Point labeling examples
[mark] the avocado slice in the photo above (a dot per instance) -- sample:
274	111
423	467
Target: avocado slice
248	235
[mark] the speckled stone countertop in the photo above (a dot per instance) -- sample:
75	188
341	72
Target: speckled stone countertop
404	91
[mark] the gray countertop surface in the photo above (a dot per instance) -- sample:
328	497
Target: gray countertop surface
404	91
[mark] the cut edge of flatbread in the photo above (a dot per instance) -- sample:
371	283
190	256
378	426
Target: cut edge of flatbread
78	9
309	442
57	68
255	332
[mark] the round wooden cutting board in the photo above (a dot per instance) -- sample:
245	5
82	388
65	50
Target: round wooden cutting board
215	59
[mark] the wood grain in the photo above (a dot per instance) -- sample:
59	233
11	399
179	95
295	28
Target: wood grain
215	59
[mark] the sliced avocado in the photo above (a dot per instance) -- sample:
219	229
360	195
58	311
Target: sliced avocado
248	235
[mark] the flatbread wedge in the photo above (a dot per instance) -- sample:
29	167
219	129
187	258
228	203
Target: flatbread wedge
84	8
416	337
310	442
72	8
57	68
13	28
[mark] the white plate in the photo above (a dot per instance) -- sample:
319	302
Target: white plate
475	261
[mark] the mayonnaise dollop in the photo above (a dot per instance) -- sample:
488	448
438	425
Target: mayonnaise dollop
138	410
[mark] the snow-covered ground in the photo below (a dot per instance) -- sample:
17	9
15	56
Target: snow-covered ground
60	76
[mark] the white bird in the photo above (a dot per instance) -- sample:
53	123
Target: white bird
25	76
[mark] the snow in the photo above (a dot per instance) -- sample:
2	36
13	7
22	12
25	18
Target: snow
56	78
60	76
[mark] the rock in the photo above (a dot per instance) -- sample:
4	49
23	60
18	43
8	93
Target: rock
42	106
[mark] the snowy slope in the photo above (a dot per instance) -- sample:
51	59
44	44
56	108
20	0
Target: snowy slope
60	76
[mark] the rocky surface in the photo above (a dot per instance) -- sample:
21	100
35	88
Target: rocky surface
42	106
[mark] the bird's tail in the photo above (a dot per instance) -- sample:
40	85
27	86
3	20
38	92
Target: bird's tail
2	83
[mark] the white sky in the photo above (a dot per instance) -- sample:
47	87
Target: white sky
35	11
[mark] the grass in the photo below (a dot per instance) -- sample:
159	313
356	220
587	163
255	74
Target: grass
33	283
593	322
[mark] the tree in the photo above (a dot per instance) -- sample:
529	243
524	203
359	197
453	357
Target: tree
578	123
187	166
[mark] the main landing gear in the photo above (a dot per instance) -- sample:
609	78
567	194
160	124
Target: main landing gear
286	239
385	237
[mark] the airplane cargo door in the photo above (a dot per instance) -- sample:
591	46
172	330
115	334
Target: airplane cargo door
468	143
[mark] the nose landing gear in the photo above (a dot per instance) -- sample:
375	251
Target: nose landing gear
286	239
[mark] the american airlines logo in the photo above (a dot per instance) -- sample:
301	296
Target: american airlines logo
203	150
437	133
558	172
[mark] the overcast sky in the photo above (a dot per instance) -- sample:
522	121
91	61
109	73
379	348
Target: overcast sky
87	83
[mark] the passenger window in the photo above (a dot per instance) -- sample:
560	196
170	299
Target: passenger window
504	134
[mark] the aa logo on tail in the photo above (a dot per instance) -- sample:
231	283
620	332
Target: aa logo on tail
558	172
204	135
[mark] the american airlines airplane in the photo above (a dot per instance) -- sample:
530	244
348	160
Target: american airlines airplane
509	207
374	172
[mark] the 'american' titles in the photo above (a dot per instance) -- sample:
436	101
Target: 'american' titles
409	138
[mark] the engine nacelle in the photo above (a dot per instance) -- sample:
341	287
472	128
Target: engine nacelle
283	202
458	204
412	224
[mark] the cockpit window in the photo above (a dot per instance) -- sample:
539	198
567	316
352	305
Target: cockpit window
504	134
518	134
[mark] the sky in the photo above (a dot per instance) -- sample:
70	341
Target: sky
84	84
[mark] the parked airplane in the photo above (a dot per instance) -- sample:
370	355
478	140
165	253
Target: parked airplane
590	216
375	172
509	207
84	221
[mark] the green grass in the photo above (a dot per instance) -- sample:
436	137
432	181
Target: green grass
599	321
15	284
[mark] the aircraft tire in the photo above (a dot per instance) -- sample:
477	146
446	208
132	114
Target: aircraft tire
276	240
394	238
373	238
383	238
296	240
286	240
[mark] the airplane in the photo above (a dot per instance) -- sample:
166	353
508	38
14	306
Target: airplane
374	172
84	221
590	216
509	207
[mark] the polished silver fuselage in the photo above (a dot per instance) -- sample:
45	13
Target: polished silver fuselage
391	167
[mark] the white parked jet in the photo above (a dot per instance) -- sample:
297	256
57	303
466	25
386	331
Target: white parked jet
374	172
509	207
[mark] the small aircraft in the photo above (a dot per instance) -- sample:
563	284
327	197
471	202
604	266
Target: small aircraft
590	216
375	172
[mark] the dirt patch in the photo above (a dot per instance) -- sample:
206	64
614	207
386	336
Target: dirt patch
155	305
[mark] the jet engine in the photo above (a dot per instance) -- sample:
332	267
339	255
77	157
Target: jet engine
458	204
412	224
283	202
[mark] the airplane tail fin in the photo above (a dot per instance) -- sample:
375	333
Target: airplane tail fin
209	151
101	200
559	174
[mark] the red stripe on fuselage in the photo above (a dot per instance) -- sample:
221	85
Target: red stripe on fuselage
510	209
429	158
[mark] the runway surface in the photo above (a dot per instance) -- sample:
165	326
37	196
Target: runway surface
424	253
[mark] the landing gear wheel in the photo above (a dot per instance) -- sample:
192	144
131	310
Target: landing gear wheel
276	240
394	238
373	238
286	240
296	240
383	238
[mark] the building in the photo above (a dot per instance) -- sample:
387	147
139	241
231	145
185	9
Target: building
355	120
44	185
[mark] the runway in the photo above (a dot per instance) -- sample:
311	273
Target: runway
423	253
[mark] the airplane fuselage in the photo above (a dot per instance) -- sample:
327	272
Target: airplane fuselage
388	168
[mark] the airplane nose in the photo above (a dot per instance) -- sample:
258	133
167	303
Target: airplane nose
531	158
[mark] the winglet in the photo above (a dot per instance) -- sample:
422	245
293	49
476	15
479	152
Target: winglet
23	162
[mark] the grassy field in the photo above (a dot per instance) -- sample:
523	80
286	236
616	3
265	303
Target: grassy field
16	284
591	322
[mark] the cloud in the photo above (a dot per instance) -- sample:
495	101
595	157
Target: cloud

### [GIVEN TASK]
In the records above, locate the line that contains "[mark] the polished". Repeat it and every line after it, exactly, and nothing else.

### [EXERCISE RESPONSE]
[mark] the polished silver fuselage in the photo above (a dot per instance) -- sample:
45	13
Target: polished silver fuselage
391	167
[mark] the white parked jet in the photo above (a dot per instance) -- sample:
297	256
57	303
466	25
386	331
Target: white parked jet
374	172
509	207
[mark] the small aircraft in the photo above (a dot per instance) -- sample:
563	284
327	197
471	202
604	266
Target: small aircraft
590	216
375	172
[mark] the dirt patch in the photo above (a dot per instance) -- sample:
206	64
614	207
386	336
Target: dirt patch
155	305
[mark] the jet engine in the photo above (a dot per instance) -- sample:
332	267
339	255
77	157
Target: jet engine
458	204
412	224
283	202
[mark] the airplane tail fin in the photo above (a dot per instance) -- sample:
375	333
Target: airplane tail fin
209	151
101	200
559	174
[mark] the red stripe on fuselage in the photo above (a dot per instance) -- sample:
221	85
Target: red stripe on fuselage
510	209
429	158
[mark] the runway surface in the photo above (a dot per instance) -- sample:
165	326
37	196
Target: runway surface
424	253
[mark] the landing gear wheel in the photo above (a dot per instance) -- sample:
192	144
131	310
Target: landing gear wheel
276	240
394	238
373	238
286	240
296	240
383	238
[mark] the building in the photo above (a dot per instance) -- sample:
387	147
139	241
231	145
185	9
Target: building
355	120
44	185
[mark] the runway in the photo above (a dot per instance) -- sample:
311	273
Target: runway
423	253
[mark] the airplane fuselage in the photo above (a dot per instance) -- sample:
327	272
Target: airplane fuselage
388	168
[mark] the airplane nose in the photo above (a dot per instance) -- sample:
258	133
167	303
Target: airplane nose
531	158
[mark] the winglet in the photo above (a dot per instance) -- sample:
422	245
293	49
476	15
479	152
Target: winglet
23	162
[mark] the grassy field in the photo above (a dot per instance) -- sample:
523	80
286	236
616	3
265	303
Target: grassy field
16	284
591	322
[mark] the cloud in the photo above (a dot per instance) -- sample:
495	101
595	157
Target: cloud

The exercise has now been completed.